Passage:

** START **

# Data handling

In this notebook, we will work with the following:

- Reading data with `pandas`.
- Cleaning and transforming data.
- Viewing and selecting data.
- Merging and querying.
- Exporting.

In [None]:
import pandas as pd

In [None]:
pd.set_option("mode.copy_on_write", True)

# Reading data

`pandas` supports a number of formats that we often find ourselves using.
For example, I often use data in the Stata `dta` and SAS `sas7bdat` formats.
In particular, if you find yourself putting full datasets from WRDS (especially the ones that are not accessible with web forms), you will end up using the SAS format.

`pandas` also handles formats like Excel `xlsx`, comma separated values `csv` (and, indeed, nearly any delimited file), and fixed width data.
The acquisition database, SDC Platinum, has a somewhat unreliable Excel output feature, and the `pandas` fixed width format reader takes nearly all of the pain out of reading in data exported that way.

Note: `pandas` can also write many of the formats that it can read.
A notable exception is `sas7bdat` because it is proprietary and undocumented.
The reader was written with some clever reverse engineering, but writing a valid file is difficult and probably not coming in the future (see [Github issue](https://github.com/pandas-dev/pandas/issues/13031)).
An easy workaround is using the SAS open format `xpt` or `csv`.

In [None]:
# Stata data
firmyear = pd.read_stata("../data/firmyear.dta")
firmyear.head()

# Cleaning data

You are likely familiar with a number of data cleaning issues.
However, you may not yet know how to map on what you know in another program to Python.
The pandas documentation has a number of comparison references, including [R](https://pandas.pydata.org/pandas-docs/stable/comparison_with_r.html), [Stata](https://pandas.pydata.org/pandas-docs/stable/comparison_with_stata.html) and [SAS](https://pandas.pydata.org/pandas-docs/stable/comparison_with_sas.html).

Some brief examples are below.

## Data types

In [None]:
firmyear.dtypes

Note that all of the columns above are of type `object`, which often means that they are strings.
We want to change the things that we know are numbers (i.e. `count_of_employees` and `year`) into the appropriate types (both `int` in this case).

In [None]:
firmyear["year"] = firmyear["year"].astype("int")
firmyear["count_of_employees"] = firmyear["count_of_employees"].astype("int")

# Note, a more general version would be:
# cols = firmyear.columns.drop('name')
# firmyear[cols] = firmyear[cols].apply(pd.to_numeric, errors='coerce')

In [None]:
firmyear

In [None]:
firmyear.dtypes

## Renaming columns

We could rename columns by creating a new column with the correct name and dropping the prior one, but this is more efficient and easily extended to the multiple column case.

** END **

Record list:
** START **

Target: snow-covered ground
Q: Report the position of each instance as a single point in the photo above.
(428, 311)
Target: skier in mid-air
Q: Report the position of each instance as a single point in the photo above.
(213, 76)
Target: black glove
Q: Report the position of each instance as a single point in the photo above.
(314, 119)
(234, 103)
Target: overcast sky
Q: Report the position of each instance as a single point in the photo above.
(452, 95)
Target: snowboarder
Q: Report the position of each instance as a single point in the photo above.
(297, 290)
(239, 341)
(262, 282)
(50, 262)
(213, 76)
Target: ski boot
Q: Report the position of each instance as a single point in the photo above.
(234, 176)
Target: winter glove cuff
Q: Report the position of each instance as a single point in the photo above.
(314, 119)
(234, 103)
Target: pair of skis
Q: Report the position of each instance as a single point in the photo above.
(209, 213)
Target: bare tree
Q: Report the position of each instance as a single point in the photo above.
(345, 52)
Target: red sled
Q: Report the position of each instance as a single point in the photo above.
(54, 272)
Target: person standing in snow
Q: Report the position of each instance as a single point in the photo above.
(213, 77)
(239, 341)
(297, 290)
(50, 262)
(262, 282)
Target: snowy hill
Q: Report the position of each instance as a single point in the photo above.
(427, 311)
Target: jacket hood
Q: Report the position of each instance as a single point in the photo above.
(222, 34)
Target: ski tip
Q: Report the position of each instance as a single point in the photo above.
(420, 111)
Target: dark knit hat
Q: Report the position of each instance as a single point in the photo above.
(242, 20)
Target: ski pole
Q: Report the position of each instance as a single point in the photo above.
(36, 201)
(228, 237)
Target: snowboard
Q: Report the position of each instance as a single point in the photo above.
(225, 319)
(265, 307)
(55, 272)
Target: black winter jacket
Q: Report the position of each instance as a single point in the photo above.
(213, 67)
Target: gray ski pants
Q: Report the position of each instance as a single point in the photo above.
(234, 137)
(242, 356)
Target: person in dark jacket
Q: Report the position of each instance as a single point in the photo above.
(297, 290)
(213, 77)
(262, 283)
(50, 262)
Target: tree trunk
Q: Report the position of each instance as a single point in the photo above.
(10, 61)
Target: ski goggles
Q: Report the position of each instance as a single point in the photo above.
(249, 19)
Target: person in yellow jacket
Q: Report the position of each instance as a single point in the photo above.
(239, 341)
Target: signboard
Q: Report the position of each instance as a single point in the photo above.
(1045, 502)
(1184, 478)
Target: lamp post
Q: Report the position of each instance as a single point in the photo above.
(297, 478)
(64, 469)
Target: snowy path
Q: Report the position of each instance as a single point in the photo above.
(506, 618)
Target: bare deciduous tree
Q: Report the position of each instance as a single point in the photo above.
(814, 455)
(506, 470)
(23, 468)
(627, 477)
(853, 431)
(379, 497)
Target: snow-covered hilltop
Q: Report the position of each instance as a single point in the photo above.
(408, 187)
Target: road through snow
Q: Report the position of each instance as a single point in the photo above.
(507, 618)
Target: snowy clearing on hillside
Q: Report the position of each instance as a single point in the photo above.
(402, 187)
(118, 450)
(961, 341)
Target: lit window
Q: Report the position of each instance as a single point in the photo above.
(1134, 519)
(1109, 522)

** END **

Given instruction: Return the stretch of the pandas data-handling text from "## Data types" through "cols = firmyear.columns.drop('name')", copied word for word.

Answer for the task:
## Data types

In [None]:
firmyear.dtypes

Note that all of the columns above are of type `object`, which often means that they are strings.
We want to change the things that we know are numbers (i.e. `count_of_employees` and `year`) into the appropriate types (both `int` in this case).

In [None]:
firmyear["year"] = firmyear["year"].astype("int")
firmyear["count_of_employees"] = firmyear["count_of_employees"].astype("int")

# Note, a more general version would be:
# cols = firmyear.columns.drop('name')